• WHAT IS ASKED
(A) According to the plan of distribution, how many shares of Common Stock is the Company registering?
(B) Write the next part of the plan of distribution passage, picking up after its final sentence.

PLAN OF DISTRIBUTION
E*TRADE Group, Inc. (the "Company") is registering all 1,794,544
shares of Common Stock, par value of $0.01 per share (the "Shares"), on behalf
of certain selling stockholders. The Company will receive no proceeds from this
offering. The Shares may be offered by certain stockholders of the Company or by
pledgees, donees, transferees or other successors in interest that receive such
Shares as a gift, partnership distribution or other non-sale related transfer
(the "Selling Stockholders"). All of the Shares were originally issued by the
Company in connection with the purchase of the capital stock of TIR (Holdings)
Limited, a Cayman Islands company ("TIR"), by and through the purchase of all of
the capital stock and options to purchase capital stock of TIR whereby TIR
became a wholly-owned subsidiary of the Company (the "Exchange"). The Shares
were issued pursuant to exemptions from the registration requirements of the
Securities Act of 1933, as amended (the "Securities Act"), provided by Section
4(2) thereof and Regulation S promulgated thereunder. The Shares are being
registered by the Company pursuant to the Exchange Agreement, dated as of July
12, 1999, by and between the Company and TIR and the Irrevocable Undertaking
Agreement, dated as of July 12, 1999, by and among the Company and the Selling
Stockholders.
The Selling Stockholders will act independently of the Company in
making decisions with respect to the timing, manner and size of each sale.
Such sales may be made on one or more exchanges or in the over-the-counter
market or otherwise, at prices and at terms then prevailing or at prices
related to the then current market price, or in negotiated transactions. The
Selling Stockholders may effect such transactions by selling the Shares to or
through broker-dealers. The Shares may be sold by one or more of the
following: (a) a block trade in which the broker-dealer so engaged will
attempt to sell the Shares as agent but may position and resell a portion of
the block as principal to facilitate the transaction; (b) purchases by a
broker-dealer as principal and resale by such broker-dealer for its account
pursuant to this Prospectus; (c) an exchange distribution in accordance with
the rules of such exchange; (d) ordinary brokerage transactions and
transactions in which the broker solicits purchasers and (e) in privately
negotiated transactions. To the extent required, this Prospectus may be
amended or supplemented from time to time to describe a specific plan of
distribution. In effecting sales, broker-dealers engaged by the Selling
Stockholders may arrange for other broker-dealers to participate in the
resales.

• SUPPLIED MATERIAL
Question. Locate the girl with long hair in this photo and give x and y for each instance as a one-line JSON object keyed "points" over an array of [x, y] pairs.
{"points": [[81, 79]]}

• ANSWERS
(A) 1,794,544 shares of Common Stock, par value $0.01 per share.

(B)
In connection with distributions of the Shares or otherwise, the
Selling Stockholders may enter into hedging transactions with broker-dealers.
In connection with such transactions, broker-dealers may engage in short sales
of the Shares in the course of hedging the positions they assume with Selling
Stockholders. The Selling Stockholders may also sell Shares short and redeliver
the Shares to close out such short positions. The Selling Stockholders may also
enter into option or other transactions with broker-dealers which require the
delivery to the broker-dealer of the Shares registered hereunder, which the
broker-dealer may resell or otherwise transfer pursuant to this Prospectus. The
Selling Stockholder may also loan or pledge the Shares registered hereunder to a
broker-dealer and the broker-dealer may sell the Shares so loaned or upon a
default the broker-dealer may effect sales of the pledged shares pursuant to
this prospectus.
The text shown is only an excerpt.